-- WHAT TO WORK ON --
A word-for-word transcription of the listing is all that is needed.

-- STORED DATA --
# # # # #
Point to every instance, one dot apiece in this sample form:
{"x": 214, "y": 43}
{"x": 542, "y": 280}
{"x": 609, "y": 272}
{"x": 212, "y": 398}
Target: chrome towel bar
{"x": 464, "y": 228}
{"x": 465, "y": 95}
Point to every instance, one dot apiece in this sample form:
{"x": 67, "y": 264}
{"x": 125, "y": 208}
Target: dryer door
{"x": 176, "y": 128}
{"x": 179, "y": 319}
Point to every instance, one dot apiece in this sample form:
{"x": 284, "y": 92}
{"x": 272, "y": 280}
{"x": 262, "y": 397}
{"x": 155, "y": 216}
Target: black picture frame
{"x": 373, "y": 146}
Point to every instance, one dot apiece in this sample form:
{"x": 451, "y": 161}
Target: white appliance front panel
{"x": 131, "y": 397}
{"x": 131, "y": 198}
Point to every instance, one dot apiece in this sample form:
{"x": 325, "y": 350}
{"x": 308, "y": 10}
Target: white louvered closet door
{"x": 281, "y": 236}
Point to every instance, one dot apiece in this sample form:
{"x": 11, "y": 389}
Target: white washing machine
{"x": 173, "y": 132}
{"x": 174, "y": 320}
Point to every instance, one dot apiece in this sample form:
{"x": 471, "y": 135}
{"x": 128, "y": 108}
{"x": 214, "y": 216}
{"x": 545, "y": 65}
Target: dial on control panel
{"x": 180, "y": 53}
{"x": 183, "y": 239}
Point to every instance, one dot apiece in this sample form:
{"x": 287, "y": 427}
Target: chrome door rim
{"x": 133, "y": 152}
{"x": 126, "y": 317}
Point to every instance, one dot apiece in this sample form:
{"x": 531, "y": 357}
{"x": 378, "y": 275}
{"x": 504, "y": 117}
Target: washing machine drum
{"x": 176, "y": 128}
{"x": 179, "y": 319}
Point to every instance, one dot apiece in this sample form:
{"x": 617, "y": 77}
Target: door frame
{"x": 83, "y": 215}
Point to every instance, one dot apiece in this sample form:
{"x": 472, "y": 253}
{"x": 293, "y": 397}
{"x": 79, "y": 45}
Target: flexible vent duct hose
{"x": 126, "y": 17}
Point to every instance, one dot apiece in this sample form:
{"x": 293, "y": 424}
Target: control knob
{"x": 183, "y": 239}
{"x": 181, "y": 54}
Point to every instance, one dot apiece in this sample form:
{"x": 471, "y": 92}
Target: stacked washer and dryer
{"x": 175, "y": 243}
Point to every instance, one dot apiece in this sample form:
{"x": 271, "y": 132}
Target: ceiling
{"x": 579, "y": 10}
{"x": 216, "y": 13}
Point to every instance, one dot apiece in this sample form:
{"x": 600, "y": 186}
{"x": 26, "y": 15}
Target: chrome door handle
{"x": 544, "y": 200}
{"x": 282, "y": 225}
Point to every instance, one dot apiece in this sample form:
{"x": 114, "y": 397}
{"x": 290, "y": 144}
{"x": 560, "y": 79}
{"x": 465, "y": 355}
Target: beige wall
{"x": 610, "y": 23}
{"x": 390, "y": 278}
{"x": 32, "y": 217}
# # # # #
-- YOUR RESPONSE --
Point to every instance, one dot apiece in this sample form:
{"x": 214, "y": 43}
{"x": 542, "y": 280}
{"x": 609, "y": 272}
{"x": 212, "y": 398}
Target: chrome towel bar
{"x": 464, "y": 228}
{"x": 465, "y": 95}
Point to every instance, one dot apiece in this sample form:
{"x": 67, "y": 264}
{"x": 125, "y": 208}
Target: dryer door
{"x": 176, "y": 128}
{"x": 179, "y": 319}
Point to every instance, one dot apiece in this sample form:
{"x": 284, "y": 92}
{"x": 272, "y": 280}
{"x": 262, "y": 397}
{"x": 155, "y": 216}
Target: black picture frame
{"x": 373, "y": 146}
Point to every instance, one dot apiece in this sample form:
{"x": 451, "y": 161}
Target: white appliance front panel
{"x": 131, "y": 397}
{"x": 131, "y": 198}
Point to every instance, one dot apiece in this sample form:
{"x": 325, "y": 350}
{"x": 308, "y": 10}
Target: white louvered closet door
{"x": 281, "y": 236}
Point to every instance, one dot apiece in this sample form:
{"x": 11, "y": 389}
Target: white washing machine
{"x": 173, "y": 132}
{"x": 174, "y": 320}
Point to every instance, one dot apiece in this sample form:
{"x": 471, "y": 135}
{"x": 128, "y": 108}
{"x": 214, "y": 216}
{"x": 545, "y": 65}
Target: dial on control panel
{"x": 180, "y": 53}
{"x": 183, "y": 239}
Point to every instance, one dot apiece in this sample form:
{"x": 287, "y": 427}
Target: chrome door rim
{"x": 133, "y": 152}
{"x": 126, "y": 317}
Point to every instance, one dot apiece in this sample form:
{"x": 531, "y": 357}
{"x": 378, "y": 275}
{"x": 504, "y": 117}
Target: washing machine drum
{"x": 176, "y": 128}
{"x": 179, "y": 319}
Point to every instance, one dot apiece in this sample form:
{"x": 617, "y": 77}
Target: door frame
{"x": 83, "y": 215}
Point to every instance, one dot apiece in this sample form:
{"x": 472, "y": 253}
{"x": 293, "y": 397}
{"x": 79, "y": 45}
Target: flexible vent duct hose
{"x": 126, "y": 17}
Point to every instance, one dot apiece in this sample form:
{"x": 293, "y": 424}
Target: control knob
{"x": 183, "y": 239}
{"x": 181, "y": 54}
Point to every instance, one dot apiece in this sample form:
{"x": 471, "y": 92}
Target: stacked washer and dryer
{"x": 175, "y": 243}
Point to every instance, one dot apiece in this sample form:
{"x": 271, "y": 132}
Target: ceiling
{"x": 579, "y": 10}
{"x": 216, "y": 13}
Point to every instance, one dot apiece in this sample form:
{"x": 600, "y": 186}
{"x": 26, "y": 15}
Target: chrome door handle
{"x": 544, "y": 200}
{"x": 282, "y": 225}
Point to every instance, one dot apiece in this sample form:
{"x": 114, "y": 397}
{"x": 290, "y": 144}
{"x": 560, "y": 79}
{"x": 465, "y": 355}
Target: beige wall
{"x": 610, "y": 23}
{"x": 390, "y": 278}
{"x": 32, "y": 217}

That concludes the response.